#### Aim of the exercise
Images aside, the whole listing should be written out word for word.

#### Dataset records
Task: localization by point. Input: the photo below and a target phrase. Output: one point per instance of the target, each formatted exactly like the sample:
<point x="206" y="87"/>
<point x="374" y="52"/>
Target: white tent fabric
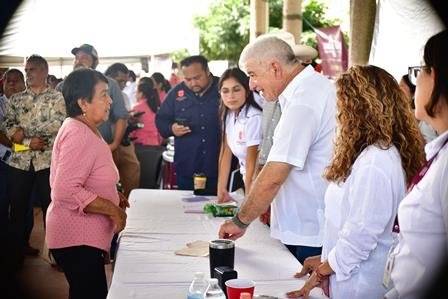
<point x="402" y="28"/>
<point x="116" y="28"/>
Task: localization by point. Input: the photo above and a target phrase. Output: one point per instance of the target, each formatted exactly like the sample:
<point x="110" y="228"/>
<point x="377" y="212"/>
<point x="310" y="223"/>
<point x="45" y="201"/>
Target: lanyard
<point x="416" y="179"/>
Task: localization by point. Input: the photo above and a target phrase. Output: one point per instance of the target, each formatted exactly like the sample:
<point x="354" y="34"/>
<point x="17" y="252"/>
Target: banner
<point x="332" y="51"/>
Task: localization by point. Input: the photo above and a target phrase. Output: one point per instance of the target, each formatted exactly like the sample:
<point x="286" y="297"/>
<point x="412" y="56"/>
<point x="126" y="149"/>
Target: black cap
<point x="89" y="49"/>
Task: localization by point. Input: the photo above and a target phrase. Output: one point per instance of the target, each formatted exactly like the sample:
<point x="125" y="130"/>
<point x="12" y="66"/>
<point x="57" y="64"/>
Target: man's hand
<point x="179" y="130"/>
<point x="113" y="146"/>
<point x="37" y="143"/>
<point x="304" y="292"/>
<point x="265" y="218"/>
<point x="119" y="218"/>
<point x="309" y="265"/>
<point x="18" y="136"/>
<point x="229" y="230"/>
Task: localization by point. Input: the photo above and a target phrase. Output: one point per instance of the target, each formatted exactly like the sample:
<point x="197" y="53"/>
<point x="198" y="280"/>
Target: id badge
<point x="388" y="271"/>
<point x="390" y="262"/>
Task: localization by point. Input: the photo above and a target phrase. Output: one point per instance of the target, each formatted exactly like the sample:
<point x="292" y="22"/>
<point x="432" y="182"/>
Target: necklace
<point x="85" y="121"/>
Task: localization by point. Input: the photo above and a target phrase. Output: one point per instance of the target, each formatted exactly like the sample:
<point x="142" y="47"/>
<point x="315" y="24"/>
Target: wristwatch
<point x="238" y="222"/>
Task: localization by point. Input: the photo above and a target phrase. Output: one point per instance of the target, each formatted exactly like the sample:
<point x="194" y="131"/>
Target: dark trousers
<point x="4" y="202"/>
<point x="20" y="188"/>
<point x="302" y="252"/>
<point x="84" y="270"/>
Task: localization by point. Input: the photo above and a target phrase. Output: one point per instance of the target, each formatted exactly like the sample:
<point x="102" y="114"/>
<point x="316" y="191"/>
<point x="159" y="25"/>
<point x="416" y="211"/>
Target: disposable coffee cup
<point x="221" y="253"/>
<point x="237" y="286"/>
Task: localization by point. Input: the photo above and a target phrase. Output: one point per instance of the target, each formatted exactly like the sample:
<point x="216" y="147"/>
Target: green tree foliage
<point x="225" y="30"/>
<point x="313" y="16"/>
<point x="179" y="55"/>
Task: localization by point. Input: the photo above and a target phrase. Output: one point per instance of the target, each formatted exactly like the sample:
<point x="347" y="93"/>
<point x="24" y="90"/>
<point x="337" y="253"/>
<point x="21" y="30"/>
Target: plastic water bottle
<point x="197" y="286"/>
<point x="213" y="290"/>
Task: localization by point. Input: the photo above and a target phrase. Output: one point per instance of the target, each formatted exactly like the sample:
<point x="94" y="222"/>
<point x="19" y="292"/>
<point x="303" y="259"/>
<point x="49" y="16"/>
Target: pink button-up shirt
<point x="81" y="169"/>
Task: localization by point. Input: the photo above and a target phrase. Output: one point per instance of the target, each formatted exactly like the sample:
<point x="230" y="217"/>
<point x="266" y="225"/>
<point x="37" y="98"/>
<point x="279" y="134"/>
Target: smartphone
<point x="183" y="122"/>
<point x="137" y="114"/>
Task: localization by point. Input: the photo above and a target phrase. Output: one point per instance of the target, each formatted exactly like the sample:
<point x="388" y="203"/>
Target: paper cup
<point x="237" y="286"/>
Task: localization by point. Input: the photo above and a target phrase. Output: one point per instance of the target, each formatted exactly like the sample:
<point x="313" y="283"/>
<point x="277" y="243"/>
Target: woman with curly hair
<point x="378" y="149"/>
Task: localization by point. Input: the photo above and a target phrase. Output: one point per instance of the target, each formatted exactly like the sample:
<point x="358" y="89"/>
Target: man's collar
<point x="290" y="88"/>
<point x="210" y="83"/>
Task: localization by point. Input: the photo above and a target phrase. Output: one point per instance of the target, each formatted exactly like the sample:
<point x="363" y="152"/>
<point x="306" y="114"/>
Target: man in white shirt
<point x="302" y="148"/>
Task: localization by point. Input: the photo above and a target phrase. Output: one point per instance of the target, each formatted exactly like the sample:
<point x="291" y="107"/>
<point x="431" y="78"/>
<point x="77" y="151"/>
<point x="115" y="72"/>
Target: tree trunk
<point x="259" y="18"/>
<point x="292" y="18"/>
<point x="362" y="22"/>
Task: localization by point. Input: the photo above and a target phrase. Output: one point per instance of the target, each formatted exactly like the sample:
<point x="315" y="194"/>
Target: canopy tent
<point x="402" y="28"/>
<point x="128" y="30"/>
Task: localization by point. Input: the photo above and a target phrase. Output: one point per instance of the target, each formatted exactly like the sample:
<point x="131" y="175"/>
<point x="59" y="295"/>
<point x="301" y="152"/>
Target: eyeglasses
<point x="413" y="72"/>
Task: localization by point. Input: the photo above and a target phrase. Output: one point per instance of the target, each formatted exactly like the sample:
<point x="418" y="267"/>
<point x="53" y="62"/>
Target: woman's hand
<point x="224" y="196"/>
<point x="124" y="202"/>
<point x="304" y="292"/>
<point x="119" y="218"/>
<point x="309" y="265"/>
<point x="18" y="136"/>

#### Exercise output
Task: localization by point. Input: the photo below and a target phrase. Output: one point per instance of the target, each formatted exactly like the sample:
<point x="206" y="87"/>
<point x="374" y="52"/>
Target: white tent fabric
<point x="402" y="28"/>
<point x="116" y="28"/>
Task: localization by point. Input: the photo above and a target phrase. Output: one point per instance of the target, each formatted exactly like the sample:
<point x="110" y="228"/>
<point x="377" y="212"/>
<point x="310" y="223"/>
<point x="45" y="201"/>
Target: lanyard
<point x="416" y="179"/>
Task: localization by point. Input: the photo above and a target phrase. Output: one point per instance of the target, each formatted exactly like the sample:
<point x="354" y="34"/>
<point x="17" y="252"/>
Target: banner
<point x="332" y="51"/>
Task: localization by point. Input: the photo above and a target phrase. Output: one point per instance of the target, each formatted exactly like the sample:
<point x="286" y="297"/>
<point x="412" y="56"/>
<point x="126" y="149"/>
Target: black cap
<point x="89" y="49"/>
Task: localization by point. Input: the photo above and a target phrase. Output: one point per instance of the target, each formatted exactly like the sample:
<point x="125" y="130"/>
<point x="12" y="66"/>
<point x="57" y="64"/>
Target: man's hand
<point x="179" y="130"/>
<point x="113" y="146"/>
<point x="37" y="143"/>
<point x="304" y="292"/>
<point x="265" y="218"/>
<point x="119" y="218"/>
<point x="309" y="265"/>
<point x="18" y="136"/>
<point x="229" y="230"/>
Task: localization by point. Input: the photo above and a target phrase. Output: one point per instance of the target, each formatted exactly like the sample:
<point x="197" y="53"/>
<point x="198" y="280"/>
Target: id badge
<point x="388" y="271"/>
<point x="390" y="262"/>
Task: localization by point. Input: the photo above and a target phrase. Output: one point per instance of the target, each formatted exactly like the sample:
<point x="292" y="22"/>
<point x="432" y="182"/>
Target: necklace
<point x="85" y="121"/>
Task: localization by point. Input: the photo above and a target phrase. Output: one point per instance of the target, each formatted exactly like the sample:
<point x="142" y="47"/>
<point x="315" y="24"/>
Target: wristwatch
<point x="238" y="222"/>
Task: localization by point. Input: the photo above and a target phrase. Output: one point per instance of the target, each formatted exactly like the sample:
<point x="194" y="131"/>
Target: dark trousers
<point x="4" y="202"/>
<point x="20" y="188"/>
<point x="302" y="252"/>
<point x="84" y="270"/>
Task: localization by point. Input: the photo above and a target phrase. Output: one point per instance of the target, each formatted exactly like the sample:
<point x="102" y="114"/>
<point x="316" y="191"/>
<point x="159" y="25"/>
<point x="416" y="211"/>
Target: disposable coffee cup
<point x="221" y="253"/>
<point x="237" y="286"/>
Task: localization by point. Input: the photo above and a target phrase. Output: one point per instance of the target, each formatted exactly like the sample:
<point x="216" y="147"/>
Target: green tree foliage
<point x="225" y="30"/>
<point x="313" y="16"/>
<point x="179" y="55"/>
Task: localization by point. Input: the photo above and a target phrase. Output: one point per instance of the target, each formatted exactly like the sample:
<point x="347" y="93"/>
<point x="24" y="90"/>
<point x="337" y="253"/>
<point x="21" y="30"/>
Target: plastic water bottle
<point x="197" y="286"/>
<point x="213" y="290"/>
Task: localization by point. Input: the photo above and a target phrase. Output: one point per instance of the target, each formatted exactly like the sample:
<point x="94" y="222"/>
<point x="19" y="292"/>
<point x="303" y="259"/>
<point x="49" y="16"/>
Target: pink button-up shirt
<point x="81" y="169"/>
Task: localization by point. Input: the photo above and a target phrase. Output: one point per instance of the target, each formatted exactly like the sample:
<point x="230" y="217"/>
<point x="266" y="225"/>
<point x="37" y="98"/>
<point x="279" y="134"/>
Target: smartphone
<point x="183" y="122"/>
<point x="137" y="114"/>
Task: localization by point. Input: the photo above and a target phrase. Output: one point per instance of the target, each formatted exactly like the sample:
<point x="388" y="203"/>
Target: paper cup
<point x="237" y="286"/>
Task: localization by point. Input: the photo above and a target phrase. Output: one point per instance of the target, each formatted exactly like the sample:
<point x="313" y="283"/>
<point x="277" y="243"/>
Target: woman with curly hair
<point x="378" y="149"/>
Task: localization by point. Input: the photo above and a target phrase. Output: one point per instance of the target, each formatted exactly like the sample:
<point x="358" y="89"/>
Target: man's collar
<point x="290" y="88"/>
<point x="210" y="83"/>
Task: localization by point. Input: the photo above and a target phrase. Output: one point per instance of the target, each formatted exactly like the sample:
<point x="363" y="152"/>
<point x="306" y="114"/>
Target: man in white shirt
<point x="302" y="148"/>
Task: localization by point. Input: the photo above and a target phrase. Output: one point per instance of the target, each formatted exactly like the sample:
<point x="291" y="107"/>
<point x="431" y="78"/>
<point x="77" y="151"/>
<point x="115" y="72"/>
Target: tree trunk
<point x="259" y="18"/>
<point x="292" y="18"/>
<point x="362" y="22"/>
Task: localization by point. Input: the photo above and a target phrase. Output: one point per instance of the target, each formatted exactly like the sample:
<point x="315" y="194"/>
Target: canopy tent
<point x="402" y="28"/>
<point x="128" y="30"/>
Task: localization by point. Input: the photo above and a target phrase. Output: one point per instance of the target, each formatted exactly like the sample:
<point x="131" y="175"/>
<point x="59" y="295"/>
<point x="301" y="152"/>
Target: eyeglasses
<point x="413" y="72"/>
Task: localization by point. Input: the photo above and a target phrase. Output: one point per instance of the target, each formatted exactly like the sample:
<point x="418" y="267"/>
<point x="53" y="62"/>
Target: woman's hand
<point x="224" y="196"/>
<point x="124" y="202"/>
<point x="304" y="292"/>
<point x="119" y="218"/>
<point x="309" y="265"/>
<point x="18" y="136"/>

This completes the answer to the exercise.